» **What to do**
Word for word, copy the entire listing below, but do not carry over any pictures.
================================
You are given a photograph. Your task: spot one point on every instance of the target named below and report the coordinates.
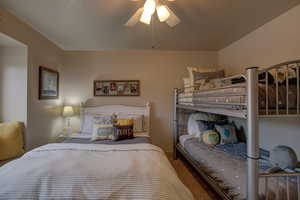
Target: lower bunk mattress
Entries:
(228, 167)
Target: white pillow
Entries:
(193, 127)
(138, 121)
(88, 122)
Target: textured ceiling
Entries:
(98, 24)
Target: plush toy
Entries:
(283, 158)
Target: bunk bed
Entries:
(260, 93)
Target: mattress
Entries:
(227, 165)
(229, 169)
(136, 140)
(235, 95)
(92, 171)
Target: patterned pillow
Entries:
(122, 132)
(103, 132)
(103, 127)
(227, 133)
(210, 137)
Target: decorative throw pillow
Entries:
(104, 119)
(227, 133)
(103, 132)
(11, 140)
(122, 132)
(210, 137)
(103, 128)
(88, 121)
(138, 121)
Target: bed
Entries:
(227, 165)
(260, 93)
(79, 169)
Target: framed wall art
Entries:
(117, 88)
(48, 83)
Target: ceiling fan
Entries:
(144, 14)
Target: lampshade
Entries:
(149, 7)
(145, 18)
(68, 111)
(163, 13)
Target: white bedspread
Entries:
(87, 171)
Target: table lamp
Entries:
(68, 112)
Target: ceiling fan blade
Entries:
(135, 18)
(168, 0)
(173, 20)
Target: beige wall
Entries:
(43, 121)
(275, 42)
(13, 83)
(159, 72)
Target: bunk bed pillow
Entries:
(199, 122)
(227, 133)
(280, 75)
(210, 137)
(283, 157)
(191, 70)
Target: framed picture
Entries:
(48, 83)
(117, 88)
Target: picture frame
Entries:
(116, 88)
(48, 83)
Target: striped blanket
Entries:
(92, 171)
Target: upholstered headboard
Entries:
(98, 108)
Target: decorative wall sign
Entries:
(117, 88)
(48, 83)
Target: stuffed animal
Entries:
(283, 158)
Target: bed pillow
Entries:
(11, 140)
(122, 132)
(103, 132)
(227, 133)
(208, 75)
(103, 127)
(87, 124)
(283, 157)
(138, 121)
(210, 137)
(191, 70)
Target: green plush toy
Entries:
(210, 137)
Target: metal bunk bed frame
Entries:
(252, 116)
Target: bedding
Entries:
(227, 165)
(92, 171)
(135, 140)
(138, 121)
(237, 96)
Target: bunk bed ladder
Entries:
(175, 124)
(253, 138)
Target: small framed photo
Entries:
(48, 83)
(117, 88)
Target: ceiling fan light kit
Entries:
(163, 13)
(144, 14)
(145, 18)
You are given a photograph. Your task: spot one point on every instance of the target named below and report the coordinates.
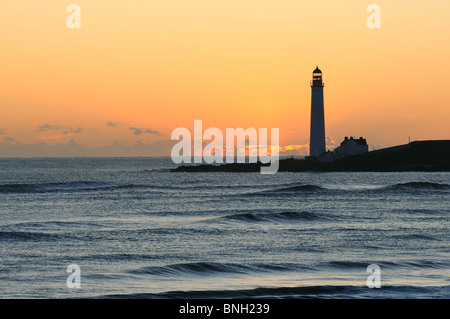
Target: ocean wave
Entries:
(28, 236)
(210, 268)
(305, 292)
(60, 187)
(418, 186)
(272, 217)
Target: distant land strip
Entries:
(424, 156)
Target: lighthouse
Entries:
(317, 133)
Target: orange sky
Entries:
(148, 67)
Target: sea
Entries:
(135, 229)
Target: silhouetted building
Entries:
(351, 146)
(317, 133)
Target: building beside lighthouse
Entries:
(317, 130)
(317, 145)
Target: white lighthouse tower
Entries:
(317, 134)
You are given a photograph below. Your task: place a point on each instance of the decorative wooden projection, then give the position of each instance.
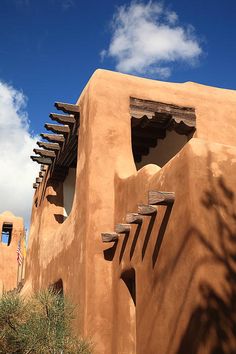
(59, 138)
(150, 121)
(122, 228)
(67, 108)
(60, 150)
(58, 129)
(42, 160)
(134, 218)
(43, 168)
(161, 198)
(109, 236)
(147, 209)
(62, 119)
(48, 146)
(45, 153)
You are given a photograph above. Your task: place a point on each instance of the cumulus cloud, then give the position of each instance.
(147, 39)
(16, 144)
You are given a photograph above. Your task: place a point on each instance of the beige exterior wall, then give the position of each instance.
(184, 259)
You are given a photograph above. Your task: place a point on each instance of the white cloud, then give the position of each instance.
(16, 144)
(147, 39)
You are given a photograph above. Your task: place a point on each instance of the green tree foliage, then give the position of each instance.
(40, 324)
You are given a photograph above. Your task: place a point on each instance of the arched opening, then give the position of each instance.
(126, 341)
(69, 191)
(159, 131)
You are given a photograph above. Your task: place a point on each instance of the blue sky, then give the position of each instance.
(50, 48)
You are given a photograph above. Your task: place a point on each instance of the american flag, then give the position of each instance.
(19, 255)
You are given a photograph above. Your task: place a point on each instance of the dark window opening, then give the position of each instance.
(57, 287)
(159, 130)
(6, 233)
(129, 279)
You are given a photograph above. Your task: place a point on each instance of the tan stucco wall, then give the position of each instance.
(8, 255)
(180, 283)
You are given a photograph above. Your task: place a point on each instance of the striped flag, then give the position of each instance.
(19, 254)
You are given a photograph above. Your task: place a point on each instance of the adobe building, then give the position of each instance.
(11, 269)
(134, 215)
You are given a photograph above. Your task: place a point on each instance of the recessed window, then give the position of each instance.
(6, 233)
(159, 130)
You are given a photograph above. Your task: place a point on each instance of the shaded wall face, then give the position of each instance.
(183, 256)
(107, 187)
(165, 150)
(9, 266)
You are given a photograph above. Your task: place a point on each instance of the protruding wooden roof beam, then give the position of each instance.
(58, 138)
(58, 129)
(148, 133)
(161, 198)
(62, 119)
(147, 209)
(48, 146)
(38, 180)
(123, 228)
(134, 218)
(140, 150)
(144, 142)
(67, 108)
(109, 236)
(45, 153)
(42, 160)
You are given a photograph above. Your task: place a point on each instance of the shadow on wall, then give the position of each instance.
(216, 316)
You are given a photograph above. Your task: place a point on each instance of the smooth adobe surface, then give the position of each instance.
(8, 255)
(168, 285)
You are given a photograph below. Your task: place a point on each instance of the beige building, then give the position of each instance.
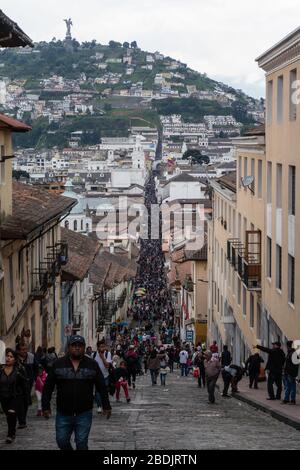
================================
» **Completed task**
You are given a photograph. Your task: spot one point on every instance of the target named below and report the coordinates.
Target: lower bunk mattress
Entries:
(228, 167)
Target: white pillow
Entries:
(193, 127)
(138, 121)
(88, 122)
Target: textured ceiling
Entries:
(98, 24)
Target: plush toy
Entries:
(283, 158)
Target: bunk bed
Entries:
(260, 93)
Target: mattress
Entries:
(227, 165)
(229, 169)
(136, 140)
(235, 95)
(92, 171)
Target: patterned pillow
Entries:
(122, 132)
(103, 132)
(103, 127)
(227, 133)
(210, 137)
Target: decorative throw pillow
Entries:
(104, 119)
(227, 133)
(103, 132)
(11, 140)
(122, 132)
(210, 137)
(103, 128)
(88, 121)
(138, 121)
Target: bed
Entries:
(227, 165)
(260, 93)
(79, 169)
Target: framed wall art
Entries:
(117, 88)
(48, 83)
Target: ceiling fan
Entries:
(144, 14)
Target: lampshade
Entries:
(149, 7)
(145, 18)
(68, 111)
(163, 13)
Target: white bedspread
Entries:
(87, 171)
Target: table lamp
Entries:
(68, 112)
Target: ceiling fan blade
Entries:
(135, 18)
(168, 0)
(173, 20)
Target: beige wall
Entries:
(43, 121)
(275, 42)
(13, 83)
(159, 72)
Target: bunk bed pillow
Entries:
(199, 122)
(227, 133)
(280, 75)
(210, 137)
(283, 157)
(191, 70)
Target: framed picture
Entries:
(48, 83)
(117, 88)
Target: picture frame
Entries:
(116, 88)
(48, 83)
Target: striped blanket
Entries:
(92, 171)
Target: upholstered headboard
Entries:
(98, 108)
Target: decorative wall sign
Entries:
(117, 88)
(48, 83)
Target: stuffed animal
Entries:
(283, 158)
Target: bed pillow
Entries:
(11, 140)
(122, 132)
(103, 132)
(227, 133)
(208, 75)
(103, 127)
(87, 124)
(283, 157)
(138, 121)
(210, 137)
(191, 70)
Target: green plush toy
Entries:
(210, 137)
Target: metal bunk bed frame
Entries:
(252, 116)
Target: bedding
Entries:
(227, 165)
(92, 171)
(135, 140)
(138, 121)
(237, 96)
Target: bunk bed ladder
Entries:
(175, 124)
(253, 138)
Target: small framed photo
Entries:
(48, 83)
(117, 88)
Target: ceiling fan light kit
Entries:
(163, 13)
(144, 14)
(145, 18)
You are given a photograph. Your task: spot one point on every instance of the target named below and report the coordinates.
Target: ocean wave
Entries:
(28, 236)
(210, 268)
(305, 292)
(60, 187)
(418, 186)
(272, 217)
Target: distant land strip
Entries:
(424, 156)
Target: lighthouse
Entries:
(317, 133)
Target: orange sky
Entries:
(148, 67)
Target: sea
Entries:
(135, 229)
Target: silhouetted building
Entries:
(351, 146)
(317, 133)
Target: building beside lighthouse
Entries:
(317, 130)
(317, 145)
Target: white lighthouse tower
Entries:
(317, 134)
You are given a photograph below. Your task: place a point on each instance of the decorative wooden projection, then give the position of each instance.
(59, 138)
(150, 121)
(122, 228)
(67, 108)
(60, 150)
(58, 129)
(42, 160)
(134, 218)
(43, 168)
(161, 198)
(109, 236)
(147, 209)
(62, 119)
(48, 146)
(45, 153)
You are given a photograph above. Your task: place a point on each instance of the cumulus cloud, then give the position of each instance.
(147, 39)
(16, 144)
You are given a photograph above. Your task: place a point on each instance of the beige exterior wall, then give the position of each instance.
(184, 259)
You are given a photograph above. Your task: place a point on each instance of the white cloud, then give the position of each instance.
(16, 144)
(147, 39)
You are given a photograph above. Your task: place a point on each instance of the green tree foliage, then give the position of each instance.
(40, 324)
You are given a photograph above. Your task: place a point on each instance of the arched opening, then give the position of each instance.
(126, 341)
(69, 191)
(159, 131)
You are given a photograph above. Your task: place a point on each instance of the blue sky, then give the position of each instance.
(50, 48)
You are given a photograph above. Your task: place a point on each instance of the american flag, then give the position of each instance.
(19, 255)
You are given a photograph above. Your task: place a point on each instance of the dark window opening, then give the position of each instance.
(57, 287)
(159, 130)
(6, 233)
(129, 279)
You are given a photograph above. Your task: place a point on each instance of the tan stucco wall, then give the position of each instance.
(8, 255)
(180, 283)
You are given a photograph above. Your task: place a point on each instance of the striped flag, then give the position of each instance.
(19, 254)
You are given a photograph above. Your task: place a point on each instance of the adobe building, then give the position of each instance.
(11, 269)
(134, 215)
You are given a photograph above. Your task: place a point on each instance of the recessed window, then give the position of each instance.
(6, 233)
(159, 130)
You are given a photograph above. Your task: place a point on each instance of the shaded wall face, then give the position of each instance.
(183, 256)
(107, 187)
(165, 150)
(9, 266)
You are given a photograph above. Your task: place a point on each instance of the protruding wooden roof beam, then give the position of each instance.
(58, 138)
(58, 129)
(148, 133)
(161, 198)
(62, 119)
(147, 209)
(48, 146)
(38, 180)
(123, 228)
(134, 218)
(140, 150)
(144, 142)
(67, 108)
(109, 236)
(45, 153)
(42, 160)
You are given a photograph above. Your task: place a point on each instance of the shadow on wall, then give the position of each instance.
(216, 316)
You are given a photograph above. Your task: place a point on each instance of the smooth adobe surface, then give the position of each instance.
(8, 255)
(168, 285)
You are given a photograph below. Your task: place a point on each instance of the beige building, then give the position of each instance.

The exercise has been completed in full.